> Challenge a:
Return the passage of the court opinion starting at "In January, 1983, VSL" and ending at "between these points.", copied word for word.

....

Auville v. Interstate Commerce Commission
Auville v. Interstate Commerce Commission
Opinion of the Court
At the instance of Doris Auville and the Public Service Commission of West Virginia (PSCWV), we review an order of the Interstate Commerce Commission (ICC),
Petitioners assert that the March 1, 1984 order should be set aside because the ICC lacked authority to reconsider its prior order, because the March 1, 1984 decision is not supported by substantial evidence, and because the decision is arbitrary and capricious. As part of the latter contention, petitioners argue that the ICC erred as a matter of law in ruling that they had not met their burden of showing that the discontinuance of bus service would be inconsistent with the public interest.
We see no merit in any of these contentions and so we affirm the order under review.
I.
In January, 1983, VSL initiated a proceeding before PSCWV for authority to abandon intrastate bus service between Logan and Charleston and between Huntington and Welch. When this permission was denied in May, 1983, VSL filed its petition with the ICC under the Act for permission to discontinue its interstate and intrastate service between these points.
Since the adoption of the Act in 1982, the . ICC has had authority to grant the requested permission. Of course, prior to 1982, the ICC could authorize the discontinuance only of interstate service, but the Act modified the exclusive jurisdiction of a state regulatory commission to authorize the discontinuance of intrastate bus service. It authorizes the ICC to grant such permission whenever a state commission denies authority therefor or delays deciding a request therefor beyond 120 days. 49 U.S.C. § 10935(a). If an application to discontinue intrastate service in whole or in part is made and there is no objection by a consumer or a state governmental unit, the ICC must grant the request. If there is objection, the ICC must still grant the request:
unless the Commission finds, on the basis of evidence presented by the person objecting to the granting of such permission, that such discontinuance ... is not consistent with the public interest or that continuing the transportation ... will not constitute an unreasonable burden on interstate commerce.

....

> Challenge b:
In the records, substitute "surrounds" for every "encloses" in the lines starting at the line containing "Q: What bounding box encloses the green foliage?" and ending at the line containing "[25,53,780,974]", leaving everything else unchanged. Give only those lines.

(Items from a labeling collection)
....

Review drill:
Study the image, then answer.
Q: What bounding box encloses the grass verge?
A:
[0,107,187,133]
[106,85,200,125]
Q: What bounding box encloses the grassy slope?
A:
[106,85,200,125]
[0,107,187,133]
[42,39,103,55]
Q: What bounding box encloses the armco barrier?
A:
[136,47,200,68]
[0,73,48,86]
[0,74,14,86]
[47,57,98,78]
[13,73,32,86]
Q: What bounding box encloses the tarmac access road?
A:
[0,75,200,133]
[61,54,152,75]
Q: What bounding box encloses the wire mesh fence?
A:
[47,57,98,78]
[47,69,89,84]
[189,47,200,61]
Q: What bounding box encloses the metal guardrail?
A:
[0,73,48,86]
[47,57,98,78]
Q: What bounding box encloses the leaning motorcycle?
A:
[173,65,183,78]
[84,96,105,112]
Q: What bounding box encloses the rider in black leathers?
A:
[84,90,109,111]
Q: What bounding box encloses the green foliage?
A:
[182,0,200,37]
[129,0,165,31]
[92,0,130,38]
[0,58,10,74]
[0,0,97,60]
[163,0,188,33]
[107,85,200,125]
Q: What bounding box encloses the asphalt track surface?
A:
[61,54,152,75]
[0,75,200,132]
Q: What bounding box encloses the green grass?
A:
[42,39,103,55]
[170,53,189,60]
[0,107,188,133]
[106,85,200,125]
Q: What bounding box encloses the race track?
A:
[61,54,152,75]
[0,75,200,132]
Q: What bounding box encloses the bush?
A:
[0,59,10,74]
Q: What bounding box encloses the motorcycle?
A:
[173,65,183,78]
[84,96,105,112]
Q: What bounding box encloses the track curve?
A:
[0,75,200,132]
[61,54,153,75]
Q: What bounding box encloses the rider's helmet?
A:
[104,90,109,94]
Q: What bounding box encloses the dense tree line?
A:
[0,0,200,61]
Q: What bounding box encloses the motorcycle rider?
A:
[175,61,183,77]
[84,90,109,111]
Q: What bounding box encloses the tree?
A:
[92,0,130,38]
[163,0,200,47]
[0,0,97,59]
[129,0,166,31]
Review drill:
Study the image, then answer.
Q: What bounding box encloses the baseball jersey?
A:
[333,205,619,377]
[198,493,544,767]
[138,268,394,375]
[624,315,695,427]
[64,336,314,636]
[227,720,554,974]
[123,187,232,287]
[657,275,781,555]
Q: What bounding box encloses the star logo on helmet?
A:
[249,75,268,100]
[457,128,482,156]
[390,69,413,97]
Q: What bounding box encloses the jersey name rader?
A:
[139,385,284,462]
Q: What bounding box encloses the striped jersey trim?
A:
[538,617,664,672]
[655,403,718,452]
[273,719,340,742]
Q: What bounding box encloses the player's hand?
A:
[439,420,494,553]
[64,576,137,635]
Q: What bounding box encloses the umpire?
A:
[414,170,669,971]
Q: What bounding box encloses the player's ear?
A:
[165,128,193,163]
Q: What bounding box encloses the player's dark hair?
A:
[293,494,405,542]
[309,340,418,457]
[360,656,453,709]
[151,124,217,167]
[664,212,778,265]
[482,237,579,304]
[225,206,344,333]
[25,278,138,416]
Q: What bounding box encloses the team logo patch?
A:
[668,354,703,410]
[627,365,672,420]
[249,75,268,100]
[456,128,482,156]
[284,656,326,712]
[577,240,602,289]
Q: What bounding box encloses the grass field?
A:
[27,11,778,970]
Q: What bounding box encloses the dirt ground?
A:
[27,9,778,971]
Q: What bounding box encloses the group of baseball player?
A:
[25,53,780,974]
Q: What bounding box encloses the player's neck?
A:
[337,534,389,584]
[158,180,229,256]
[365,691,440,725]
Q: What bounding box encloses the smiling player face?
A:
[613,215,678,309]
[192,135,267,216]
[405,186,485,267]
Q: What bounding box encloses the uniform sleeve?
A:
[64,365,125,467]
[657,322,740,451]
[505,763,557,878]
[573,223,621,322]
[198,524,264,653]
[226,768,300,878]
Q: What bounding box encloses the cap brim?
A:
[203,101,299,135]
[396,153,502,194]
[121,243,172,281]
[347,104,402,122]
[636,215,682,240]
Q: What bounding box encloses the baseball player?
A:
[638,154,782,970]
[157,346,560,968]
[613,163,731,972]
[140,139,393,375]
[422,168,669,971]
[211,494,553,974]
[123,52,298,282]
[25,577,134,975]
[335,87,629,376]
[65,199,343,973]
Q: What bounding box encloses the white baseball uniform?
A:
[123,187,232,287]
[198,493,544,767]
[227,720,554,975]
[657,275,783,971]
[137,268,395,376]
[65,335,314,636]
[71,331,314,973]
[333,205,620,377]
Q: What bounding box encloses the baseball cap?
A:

....

> Exercise answer a:
In January, 1983, VSL initiated a proceeding before PSCWV for authority to abandon intrastate bus service between Logan and Charleston and between Huntington and Welch. When this permission was denied in May, 1983, VSL filed its petition with the ICC under the Act for permission to discontinue its interstate and intrastate service between these points.

> Exercise answer b:
Q: What bounding box surrounds the green foliage?
A:
[182,0,200,37]
[129,0,165,31]
[92,0,130,38]
[0,58,10,74]
[0,0,97,60]
[163,0,188,33]
[107,85,200,125]
Q: What bounding box surrounds the asphalt track surface?
A:
[61,54,152,75]
[0,75,200,132]
Q: What bounding box surrounds the green grass?
A:
[42,39,103,55]
[170,53,189,60]
[0,107,188,133]
[106,85,200,125]
Q: What bounding box surrounds the race track?
A:
[61,54,152,75]
[0,75,200,132]
Q: What bounding box surrounds the bush?
A:
[0,59,10,74]
Q: What bounding box surrounds the motorcycle?
A:
[173,65,183,78]
[84,96,105,112]
Q: What bounding box surrounds the track curve?
A:
[0,75,200,132]
[61,54,153,75]
Q: What bounding box surrounds the rider's helmet?
A:
[104,90,109,94]
Q: What bounding box surrounds the dense tree line?
A:
[0,0,200,61]
Q: What bounding box surrounds the motorcycle rider?
A:
[175,61,183,77]
[84,90,109,111]
Q: What bounding box surrounds the tree?
A:
[92,0,130,38]
[163,0,200,47]
[0,0,97,59]
[129,0,166,31]
Review drill:
Study the image, then answer.
Q: What bounding box surrounds the baseball jersey?
A:
[333,205,619,377]
[198,493,544,767]
[138,268,394,375]
[624,315,695,427]
[64,336,314,636]
[227,720,554,974]
[123,187,232,287]
[657,275,781,555]
Q: What bounding box surrounds the star logo on helmet?
A:
[249,75,268,100]
[457,128,482,156]
[390,69,413,97]
Q: What bounding box surrounds the jersey name rader?
A:
[139,385,284,462]
Q: What bounding box surrounds the striped jersey trim?
A:
[538,617,664,672]
[655,403,718,452]
[273,719,340,742]
Q: What bounding box surrounds the player's hand?
A:
[439,420,494,553]
[64,576,137,635]
Q: What bounding box surrounds the umpire?
A:
[414,170,669,971]
Q: What bounding box surrounds the player's ear?
A:
[165,128,193,163]
Q: What bounding box surrounds the player's dark hair?
A:
[293,494,405,542]
[309,340,418,457]
[360,656,453,709]
[151,124,217,167]
[664,212,778,265]
[482,237,579,304]
[225,206,344,333]
[25,278,138,416]
Q: What bounding box surrounds the team logo patch?
A:
[668,354,703,410]
[627,365,672,420]
[249,75,268,100]
[456,128,482,156]
[284,656,326,712]
[577,240,602,289]
Q: What bounding box surrounds the grass field?
A:
[27,11,778,970]
Q: What bounding box surrounds the dirt ground?
A:
[27,9,778,971]
Q: What bounding box surrounds the group of baseball player?
A:
[25,53,780,974]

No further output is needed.